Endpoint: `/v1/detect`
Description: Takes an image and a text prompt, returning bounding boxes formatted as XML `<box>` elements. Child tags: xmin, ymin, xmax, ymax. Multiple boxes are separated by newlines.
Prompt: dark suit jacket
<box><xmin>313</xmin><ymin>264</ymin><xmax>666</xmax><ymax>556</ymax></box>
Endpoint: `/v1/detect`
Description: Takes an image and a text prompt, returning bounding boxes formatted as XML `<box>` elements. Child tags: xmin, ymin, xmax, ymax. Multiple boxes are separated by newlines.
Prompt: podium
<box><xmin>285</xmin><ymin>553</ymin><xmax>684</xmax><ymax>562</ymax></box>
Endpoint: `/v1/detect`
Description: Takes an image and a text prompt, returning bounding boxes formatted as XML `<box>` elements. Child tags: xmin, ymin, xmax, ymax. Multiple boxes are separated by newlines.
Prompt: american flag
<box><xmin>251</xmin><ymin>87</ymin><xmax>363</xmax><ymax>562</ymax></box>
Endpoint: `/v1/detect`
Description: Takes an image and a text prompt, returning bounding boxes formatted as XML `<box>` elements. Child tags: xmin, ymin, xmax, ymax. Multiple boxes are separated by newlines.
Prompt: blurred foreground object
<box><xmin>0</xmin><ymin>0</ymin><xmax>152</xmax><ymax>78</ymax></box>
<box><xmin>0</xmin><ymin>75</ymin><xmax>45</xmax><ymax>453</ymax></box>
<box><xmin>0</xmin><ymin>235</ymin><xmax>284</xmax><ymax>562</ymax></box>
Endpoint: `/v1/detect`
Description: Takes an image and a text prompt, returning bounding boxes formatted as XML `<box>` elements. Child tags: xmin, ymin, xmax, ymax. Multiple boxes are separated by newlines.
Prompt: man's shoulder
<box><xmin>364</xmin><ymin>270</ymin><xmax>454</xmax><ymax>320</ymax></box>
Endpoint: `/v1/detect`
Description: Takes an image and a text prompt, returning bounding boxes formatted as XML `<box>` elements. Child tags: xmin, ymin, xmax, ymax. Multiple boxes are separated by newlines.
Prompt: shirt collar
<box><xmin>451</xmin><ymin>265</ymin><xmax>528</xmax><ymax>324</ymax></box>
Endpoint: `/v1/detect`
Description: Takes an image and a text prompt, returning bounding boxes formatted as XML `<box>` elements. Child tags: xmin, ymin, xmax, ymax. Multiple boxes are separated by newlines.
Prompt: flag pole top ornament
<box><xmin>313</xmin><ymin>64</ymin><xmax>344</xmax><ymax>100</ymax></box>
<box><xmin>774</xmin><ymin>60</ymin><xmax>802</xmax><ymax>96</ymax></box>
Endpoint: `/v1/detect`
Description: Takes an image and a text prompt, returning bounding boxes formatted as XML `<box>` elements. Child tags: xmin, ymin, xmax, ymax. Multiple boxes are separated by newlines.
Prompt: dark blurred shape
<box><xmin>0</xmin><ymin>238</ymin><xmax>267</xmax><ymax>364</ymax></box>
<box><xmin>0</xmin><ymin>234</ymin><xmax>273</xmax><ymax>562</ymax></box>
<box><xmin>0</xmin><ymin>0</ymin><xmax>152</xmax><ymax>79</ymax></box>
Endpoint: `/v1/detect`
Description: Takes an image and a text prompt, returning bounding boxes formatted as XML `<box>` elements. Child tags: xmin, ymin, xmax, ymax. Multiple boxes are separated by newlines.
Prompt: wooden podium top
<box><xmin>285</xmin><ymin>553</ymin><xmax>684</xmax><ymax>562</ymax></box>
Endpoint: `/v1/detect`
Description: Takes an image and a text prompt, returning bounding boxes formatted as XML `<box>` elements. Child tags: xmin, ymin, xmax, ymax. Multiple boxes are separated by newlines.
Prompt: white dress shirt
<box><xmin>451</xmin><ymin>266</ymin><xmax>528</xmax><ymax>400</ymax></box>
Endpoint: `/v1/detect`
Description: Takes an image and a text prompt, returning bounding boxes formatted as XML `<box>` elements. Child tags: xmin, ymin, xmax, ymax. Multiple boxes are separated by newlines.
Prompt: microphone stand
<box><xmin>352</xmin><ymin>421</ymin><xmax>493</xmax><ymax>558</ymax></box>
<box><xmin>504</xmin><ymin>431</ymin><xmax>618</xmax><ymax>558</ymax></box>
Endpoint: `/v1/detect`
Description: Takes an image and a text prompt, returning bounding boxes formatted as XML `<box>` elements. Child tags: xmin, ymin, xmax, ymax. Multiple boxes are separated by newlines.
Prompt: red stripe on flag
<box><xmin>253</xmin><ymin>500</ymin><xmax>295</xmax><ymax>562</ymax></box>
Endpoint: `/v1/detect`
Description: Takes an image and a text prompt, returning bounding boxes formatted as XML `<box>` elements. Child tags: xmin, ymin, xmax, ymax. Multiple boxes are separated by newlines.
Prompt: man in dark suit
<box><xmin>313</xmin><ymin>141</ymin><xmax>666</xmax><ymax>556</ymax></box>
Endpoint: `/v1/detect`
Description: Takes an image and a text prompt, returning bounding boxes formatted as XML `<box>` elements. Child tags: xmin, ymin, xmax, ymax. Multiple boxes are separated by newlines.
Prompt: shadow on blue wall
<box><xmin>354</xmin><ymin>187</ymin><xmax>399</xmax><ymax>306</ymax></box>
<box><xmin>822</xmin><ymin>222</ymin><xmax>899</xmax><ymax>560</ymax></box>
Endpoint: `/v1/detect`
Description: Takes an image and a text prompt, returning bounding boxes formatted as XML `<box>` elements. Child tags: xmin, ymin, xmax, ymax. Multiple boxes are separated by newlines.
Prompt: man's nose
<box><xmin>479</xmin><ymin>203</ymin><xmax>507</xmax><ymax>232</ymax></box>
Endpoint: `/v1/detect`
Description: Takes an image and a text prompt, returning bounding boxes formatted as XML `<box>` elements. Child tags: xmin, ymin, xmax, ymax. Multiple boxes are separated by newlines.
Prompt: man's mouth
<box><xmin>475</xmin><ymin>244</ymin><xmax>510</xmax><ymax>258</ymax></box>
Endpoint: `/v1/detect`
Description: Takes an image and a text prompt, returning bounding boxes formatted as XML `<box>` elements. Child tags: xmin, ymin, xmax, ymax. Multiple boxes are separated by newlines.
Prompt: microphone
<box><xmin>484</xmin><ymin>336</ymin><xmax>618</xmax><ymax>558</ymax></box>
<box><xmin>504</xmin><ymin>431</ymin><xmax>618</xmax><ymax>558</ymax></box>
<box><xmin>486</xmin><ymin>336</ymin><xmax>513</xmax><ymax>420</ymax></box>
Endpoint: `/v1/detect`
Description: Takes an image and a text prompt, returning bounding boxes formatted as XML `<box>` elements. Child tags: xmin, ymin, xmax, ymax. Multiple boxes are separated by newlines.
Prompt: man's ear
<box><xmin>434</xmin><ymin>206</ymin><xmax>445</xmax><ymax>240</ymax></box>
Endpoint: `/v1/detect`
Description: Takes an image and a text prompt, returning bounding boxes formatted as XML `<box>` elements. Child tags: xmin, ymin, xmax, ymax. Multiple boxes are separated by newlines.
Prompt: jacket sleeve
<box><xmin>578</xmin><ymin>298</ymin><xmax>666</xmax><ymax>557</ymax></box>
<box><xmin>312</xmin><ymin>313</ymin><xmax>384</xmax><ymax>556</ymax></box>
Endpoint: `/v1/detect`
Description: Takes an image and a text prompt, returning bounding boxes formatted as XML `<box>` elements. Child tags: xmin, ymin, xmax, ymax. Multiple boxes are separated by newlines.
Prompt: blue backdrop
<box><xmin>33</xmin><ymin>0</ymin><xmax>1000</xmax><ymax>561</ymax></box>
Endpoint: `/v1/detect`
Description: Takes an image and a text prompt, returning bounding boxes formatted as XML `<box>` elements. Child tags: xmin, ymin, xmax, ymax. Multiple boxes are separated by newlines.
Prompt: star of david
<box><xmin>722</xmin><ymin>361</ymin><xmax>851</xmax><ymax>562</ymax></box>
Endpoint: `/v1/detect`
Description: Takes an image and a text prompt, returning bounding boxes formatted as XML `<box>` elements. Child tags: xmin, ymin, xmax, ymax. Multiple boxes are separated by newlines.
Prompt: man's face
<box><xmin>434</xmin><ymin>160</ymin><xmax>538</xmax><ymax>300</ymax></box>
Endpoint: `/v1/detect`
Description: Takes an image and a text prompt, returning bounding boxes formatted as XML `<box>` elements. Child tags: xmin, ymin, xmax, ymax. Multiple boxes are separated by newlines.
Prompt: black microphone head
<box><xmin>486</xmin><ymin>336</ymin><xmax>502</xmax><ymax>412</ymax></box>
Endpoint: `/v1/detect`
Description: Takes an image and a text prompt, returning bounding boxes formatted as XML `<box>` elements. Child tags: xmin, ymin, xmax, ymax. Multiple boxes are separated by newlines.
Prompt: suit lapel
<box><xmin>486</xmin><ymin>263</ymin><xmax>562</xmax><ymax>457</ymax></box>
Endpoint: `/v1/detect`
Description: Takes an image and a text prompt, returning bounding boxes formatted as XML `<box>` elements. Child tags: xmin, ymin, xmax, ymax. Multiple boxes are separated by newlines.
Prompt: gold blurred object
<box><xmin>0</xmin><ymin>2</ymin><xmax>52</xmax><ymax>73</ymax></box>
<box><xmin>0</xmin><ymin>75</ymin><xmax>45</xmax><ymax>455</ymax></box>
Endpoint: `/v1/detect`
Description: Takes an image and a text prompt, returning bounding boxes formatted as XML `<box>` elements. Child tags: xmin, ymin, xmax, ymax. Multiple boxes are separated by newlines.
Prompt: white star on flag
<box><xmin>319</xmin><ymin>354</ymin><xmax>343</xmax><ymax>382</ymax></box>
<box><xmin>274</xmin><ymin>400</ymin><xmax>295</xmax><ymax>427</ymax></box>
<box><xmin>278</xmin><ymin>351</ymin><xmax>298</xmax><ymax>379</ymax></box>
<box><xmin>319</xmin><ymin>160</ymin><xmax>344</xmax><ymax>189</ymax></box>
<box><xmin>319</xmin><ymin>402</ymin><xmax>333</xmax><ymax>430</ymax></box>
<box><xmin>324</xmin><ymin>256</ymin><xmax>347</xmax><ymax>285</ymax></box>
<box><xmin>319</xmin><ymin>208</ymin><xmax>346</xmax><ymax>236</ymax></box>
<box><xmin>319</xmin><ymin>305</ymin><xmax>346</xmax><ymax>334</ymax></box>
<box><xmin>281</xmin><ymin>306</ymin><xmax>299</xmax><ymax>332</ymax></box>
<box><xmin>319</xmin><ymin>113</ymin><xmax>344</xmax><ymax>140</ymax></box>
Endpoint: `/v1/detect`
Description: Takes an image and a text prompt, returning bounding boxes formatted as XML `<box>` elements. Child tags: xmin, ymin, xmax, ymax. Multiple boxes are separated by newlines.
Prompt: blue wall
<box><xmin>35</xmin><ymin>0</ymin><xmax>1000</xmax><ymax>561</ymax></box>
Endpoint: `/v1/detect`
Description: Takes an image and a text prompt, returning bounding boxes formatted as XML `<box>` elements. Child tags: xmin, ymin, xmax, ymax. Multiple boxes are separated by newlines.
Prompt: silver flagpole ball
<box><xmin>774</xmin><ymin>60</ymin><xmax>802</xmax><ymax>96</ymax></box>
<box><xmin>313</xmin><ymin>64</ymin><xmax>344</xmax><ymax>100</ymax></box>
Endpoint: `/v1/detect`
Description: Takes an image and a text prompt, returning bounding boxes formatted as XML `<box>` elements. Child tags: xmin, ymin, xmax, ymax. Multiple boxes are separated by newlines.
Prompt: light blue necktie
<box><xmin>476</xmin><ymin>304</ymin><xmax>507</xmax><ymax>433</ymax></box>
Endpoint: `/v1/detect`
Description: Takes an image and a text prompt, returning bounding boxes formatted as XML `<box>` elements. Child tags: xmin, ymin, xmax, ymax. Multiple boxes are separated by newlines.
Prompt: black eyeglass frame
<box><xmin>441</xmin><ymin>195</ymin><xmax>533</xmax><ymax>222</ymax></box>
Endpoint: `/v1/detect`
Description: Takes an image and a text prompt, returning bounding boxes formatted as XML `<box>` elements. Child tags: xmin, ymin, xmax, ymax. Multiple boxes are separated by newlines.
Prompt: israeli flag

**OBJECTIVE:**
Which lines in the records above contain the string "white"? Show each of those lines in full, matching case exactly.

**ANSWER:**
Prompt: white dress shirt
Prompt: white star on flag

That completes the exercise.